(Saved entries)
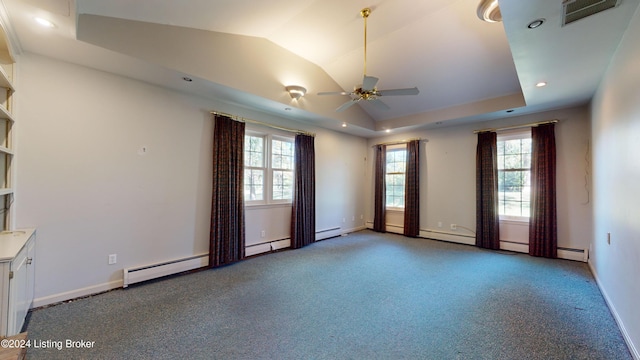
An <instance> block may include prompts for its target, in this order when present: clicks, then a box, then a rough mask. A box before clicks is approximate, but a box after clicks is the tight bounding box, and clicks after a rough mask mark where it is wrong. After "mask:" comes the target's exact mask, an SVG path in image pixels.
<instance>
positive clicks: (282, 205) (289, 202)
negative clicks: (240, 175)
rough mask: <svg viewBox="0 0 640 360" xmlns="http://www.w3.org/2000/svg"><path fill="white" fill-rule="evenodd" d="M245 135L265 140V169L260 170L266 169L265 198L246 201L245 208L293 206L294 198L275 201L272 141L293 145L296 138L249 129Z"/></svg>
mask: <svg viewBox="0 0 640 360" xmlns="http://www.w3.org/2000/svg"><path fill="white" fill-rule="evenodd" d="M245 135H248V136H259V137H262V138H263V139H264V140H263V145H264V153H263V158H262V161H263V163H264V168H260V169H264V171H265V172H264V179H263V182H262V186H263V187H264V188H263V189H262V194H263V197H264V198H263V199H262V200H245V201H244V205H245V207H250V208H256V209H257V208H269V207H279V206H291V205H292V204H293V198H292V199H285V200H273V168H272V167H271V165H272V164H271V163H272V154H271V141H272V140H273V139H275V140H280V141H289V142H291V143H295V137H293V136H286V135H283V134H279V133H275V132H268V131H257V130H253V129H248V128H247V129H246V130H245ZM243 151H244V150H243ZM246 168H247V166H245V167H244V168H243V172H244V169H246ZM249 168H251V167H249ZM276 170H280V169H276ZM291 171H292V172H294V171H295V169H292V170H291ZM294 175H295V173H294ZM243 186H244V185H243Z"/></svg>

● **Try it**: Starting at the line that contains "rough mask: <svg", retype each remaining line of the records exactly; that line and the last line are both included.

● **Exercise output**:
rough mask: <svg viewBox="0 0 640 360" xmlns="http://www.w3.org/2000/svg"><path fill="white" fill-rule="evenodd" d="M245 135L265 140V169L260 170L266 169L265 198L246 201L245 208L293 206L294 198L275 201L272 141L293 145L296 138L249 129Z"/></svg>
mask: <svg viewBox="0 0 640 360" xmlns="http://www.w3.org/2000/svg"><path fill="white" fill-rule="evenodd" d="M245 135H248V136H259V137H262V138H263V139H264V140H263V145H264V153H263V158H262V161H263V163H264V168H260V169H264V171H265V172H264V179H263V182H262V186H263V187H264V188H263V189H262V194H263V197H264V198H263V199H262V200H245V201H244V205H245V207H250V208H256V209H257V208H269V207H279V206H291V205H292V204H293V198H292V199H285V200H273V168H272V167H271V165H272V164H271V163H272V154H271V141H272V140H273V139H275V140H280V141H289V142H291V143H295V137H293V136H286V135H283V134H279V133H275V132H268V131H257V130H253V129H248V128H247V129H246V130H245ZM243 151H244V150H243ZM246 168H247V166H245V167H244V168H243V172H244V169H246ZM249 168H251V167H249ZM276 170H280V169H276ZM291 171H292V172H294V171H295V169H292V170H291ZM294 175H295V173H294ZM243 186H244V185H243Z"/></svg>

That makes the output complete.